● **What is asked**
1. Translate this sentence from the biography of James Ibrao into Spanish: "In 1961 James Ibrao was invited to scrimmage against the world famous Harlem Globetrotters."
2. Rewrite the James Ibrao biography from "Many of the forms unique" up to and including "under James Wing Woo.", changing "two years" to "three years".
3. Continue the biography of James Ibrao from the point where it stops.

● **Passage**
▼

Jun Bao is the Kung fu system founded by James Ibrao. Combining Hung Gar, 7* Mantis,Tai Chi techniques and Traditional Forms from James Wing Woo.
Sifu James Ibrao was born November 3, 1937 in the state of Hawaii in a city called Waialua. "In Waialua, every element of our lives was based around a sugar plantation which meant that everyone worked with one another, knew one another and respected one another. For seventeen years I had the advantage of having an extended family of nearly three thousand people."
During this time James became very active in athletics and was able to make marks in every sport he played.
"Strangely enough, out of all the sports I tried, basketball was my favorite. In fact, many of you may find this difficult to believe, but at 5"foot 9" I was able to slam dunk!"
After being so active in sports, James found he needed a release. A friend, Bob Sarno, had an acquaintance named Ed Parker who was involved in the teaching of a new martial arts called Kenpo Karate. On the island, martial arts instructors had to be registered to teach and the only art he had been able to study was a little judo. "You can imagine my excitement at being exposed to the power, quickness, and innovative moves of Ed Parker who was literally a giant. It was more than just his stature, he had an aura of power and what many would call fearlessness."
The next day, James joined Mr. Ed Parker and his four students, on their journey into the experience called Kenpo Karate. "I"m not sure whether it was natural ability or pure desire to learn, but I never found the intensive workouts to be too difficult. I was always trying to see and figure out what the next move would be. I always looked for the next logical step in the beautiful and deadly art taught by this dynamic and charismatic individual."
When James started his study of Kenpo Karate, there were only three belts, White, Brown and Black. "It is true that I was the first man to achieve Black Belt under Ed Parker and it is true that I achieved this goal in only nine months." Back then, study was much more intensive and the judging of any artist was on the basics; ability, quality, coordination, speed and power of your techniques. In those days the only way to test your abilities was to really hit! While not very practical and in retrospect not very prudent, it did develop something in the early generation of Kenpo students that our current counterparts will never know.
Grand master James Wing Woo came into the picture in 1960 when Ed Parker and I went on a road trip to San Francisco to visit a few of the Chinese Martial Arts Schools. Ed immediately recognized Master Woo's talent and invited him down to Los Angeles to document his knowledge in books and to incorporate some of the characteristics of the Chinese systems into Parker"s Kenpo.
Many of the forms unique to Kenpo today were being created at this time. James Wing Woo had developed many of the Forms and Kata which would come to set the tone of the art for years to come, as well as some of the most powerful and deadly techniques in the system.
In 1961 James Ibrao was invited to scrimmage against the world famous Harlem Globetrotters. James toured with the Globetrotters for two years, and then returned to Los Angeles. He did not return to my studies with Ed Parker. deciding to instead unlock the mysteries of the Chinese Martial Arts under James Wing Woo.

▲

● **Data records**
▼

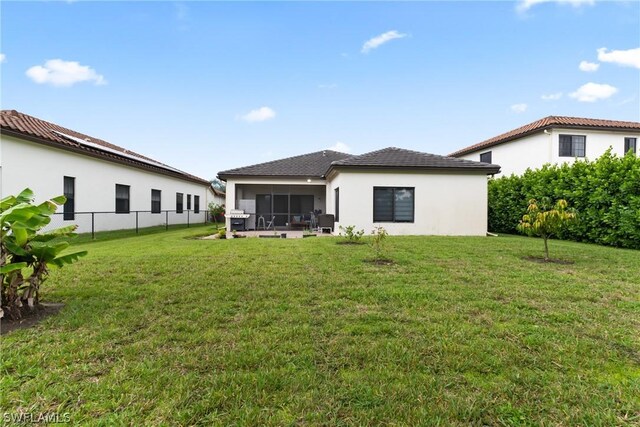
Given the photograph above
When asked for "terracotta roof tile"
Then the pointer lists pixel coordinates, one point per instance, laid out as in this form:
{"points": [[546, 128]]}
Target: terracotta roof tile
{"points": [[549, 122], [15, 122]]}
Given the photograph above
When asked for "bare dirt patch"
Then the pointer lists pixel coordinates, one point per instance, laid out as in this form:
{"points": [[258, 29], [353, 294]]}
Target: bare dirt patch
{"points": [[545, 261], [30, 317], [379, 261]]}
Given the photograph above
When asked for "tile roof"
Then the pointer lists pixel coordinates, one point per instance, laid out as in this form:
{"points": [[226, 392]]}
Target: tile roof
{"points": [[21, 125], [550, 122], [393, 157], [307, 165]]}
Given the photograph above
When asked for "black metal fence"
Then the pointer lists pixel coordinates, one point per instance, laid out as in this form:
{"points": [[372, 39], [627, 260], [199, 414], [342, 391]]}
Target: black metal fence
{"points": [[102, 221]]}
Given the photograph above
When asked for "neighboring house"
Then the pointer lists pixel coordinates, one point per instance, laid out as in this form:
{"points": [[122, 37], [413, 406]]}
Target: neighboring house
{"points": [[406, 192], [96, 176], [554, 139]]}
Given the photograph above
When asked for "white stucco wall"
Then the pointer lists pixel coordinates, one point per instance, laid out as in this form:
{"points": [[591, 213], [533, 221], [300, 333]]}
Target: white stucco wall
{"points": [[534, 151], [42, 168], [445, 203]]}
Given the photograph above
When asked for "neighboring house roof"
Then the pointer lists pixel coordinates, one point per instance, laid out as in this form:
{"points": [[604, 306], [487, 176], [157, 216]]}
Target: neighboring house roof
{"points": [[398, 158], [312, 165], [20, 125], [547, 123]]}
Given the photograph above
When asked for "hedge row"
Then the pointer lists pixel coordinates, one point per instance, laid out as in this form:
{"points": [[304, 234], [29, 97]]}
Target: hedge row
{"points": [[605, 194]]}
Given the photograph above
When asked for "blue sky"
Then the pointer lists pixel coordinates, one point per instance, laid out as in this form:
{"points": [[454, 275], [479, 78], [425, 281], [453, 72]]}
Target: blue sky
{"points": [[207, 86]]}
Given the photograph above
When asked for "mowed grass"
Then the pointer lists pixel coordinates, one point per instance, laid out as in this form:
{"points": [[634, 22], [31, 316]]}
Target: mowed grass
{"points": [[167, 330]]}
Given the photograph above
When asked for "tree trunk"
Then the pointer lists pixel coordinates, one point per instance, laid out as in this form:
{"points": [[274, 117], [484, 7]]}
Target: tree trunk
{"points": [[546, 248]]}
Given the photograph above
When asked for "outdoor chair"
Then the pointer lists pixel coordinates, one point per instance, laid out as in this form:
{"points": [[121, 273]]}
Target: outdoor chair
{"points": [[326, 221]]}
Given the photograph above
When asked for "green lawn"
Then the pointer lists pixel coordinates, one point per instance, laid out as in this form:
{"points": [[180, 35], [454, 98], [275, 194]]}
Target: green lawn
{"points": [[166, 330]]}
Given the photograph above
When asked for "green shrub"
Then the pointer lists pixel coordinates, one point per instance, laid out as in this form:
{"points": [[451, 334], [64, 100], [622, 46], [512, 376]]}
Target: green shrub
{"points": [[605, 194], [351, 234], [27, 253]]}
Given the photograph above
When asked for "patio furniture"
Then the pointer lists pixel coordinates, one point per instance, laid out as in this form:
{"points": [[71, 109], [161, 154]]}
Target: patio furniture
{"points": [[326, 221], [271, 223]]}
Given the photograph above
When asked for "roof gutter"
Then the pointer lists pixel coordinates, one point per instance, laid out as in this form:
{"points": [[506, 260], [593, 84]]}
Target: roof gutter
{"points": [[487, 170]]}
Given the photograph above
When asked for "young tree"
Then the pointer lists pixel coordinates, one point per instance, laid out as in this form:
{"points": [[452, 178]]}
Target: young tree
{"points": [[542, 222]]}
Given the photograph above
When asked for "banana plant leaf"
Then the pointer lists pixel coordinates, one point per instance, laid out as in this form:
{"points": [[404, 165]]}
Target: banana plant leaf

▲

● **Outputs by task**
1. En 1961, James Ibrao fue invitado a jugar un partido de práctica contra los mundialmente famosos Harlem Globetrotters.

2.
Many of the forms unique to Kenpo today were being created at this time. James Wing Woo had developed many of the Forms and Kata which would come to set the tone of the art for years to come, as well as some of the most powerful and deadly techniques in the system.
In 1961 James Ibrao was invited to scrimmage against the world famous Harlem Globetrotters. James toured with the Globetrotters for three years, and then returned to Los Angeles. He did not return to my studies with Ed Parker. deciding to instead unlock the mysteries of the Chinese Martial Arts under James Wing Woo.

3.
The Kenpo forms common today were created as recently as the 1960's. Before Kenpo had its own forms students were taught the traditional forms of Okinawan Karate. Then with the Introduction of Sifu James Wing Woo, Kenpo adopted Chinese forms. The Chinese influence of James Wing Woo on Kenpo Forms as they were developing are still present today in several of the Long Forms.
Sifu Woo also contributed several Kung Fu forms to the catalog of Kenpo material while the current Long Forms were in development. Today most Kenpo schools only teach the forms unique to Kenpo karate, but at Bluegrass Martial Arts we still include the forms once part of Kenpo Karate, both the forms provided by Sifu Woo, as well as the Funakoshi traditional Okinawan Karate forms.
Sifu James Wing Woo was born September 26, 1922, on the property of a Standard Oil refinery in Oleum California, north of Oakland. His father had a restaurant there and lived nearby with his wife and children. The Woo family would grow to eight boys (James was the second). Before it did, however, the Woos moved to China. It was 1928, and James was six. But his father had gotten involved in tong wars in the Bay Area, and, as James recalls, had a "price" on his head.
The Woos lived in Canton, the capitol of Kwantung province in the southern part of China, and, within a couple of years, James began learning Tai-Chi from a godfather and various family friends.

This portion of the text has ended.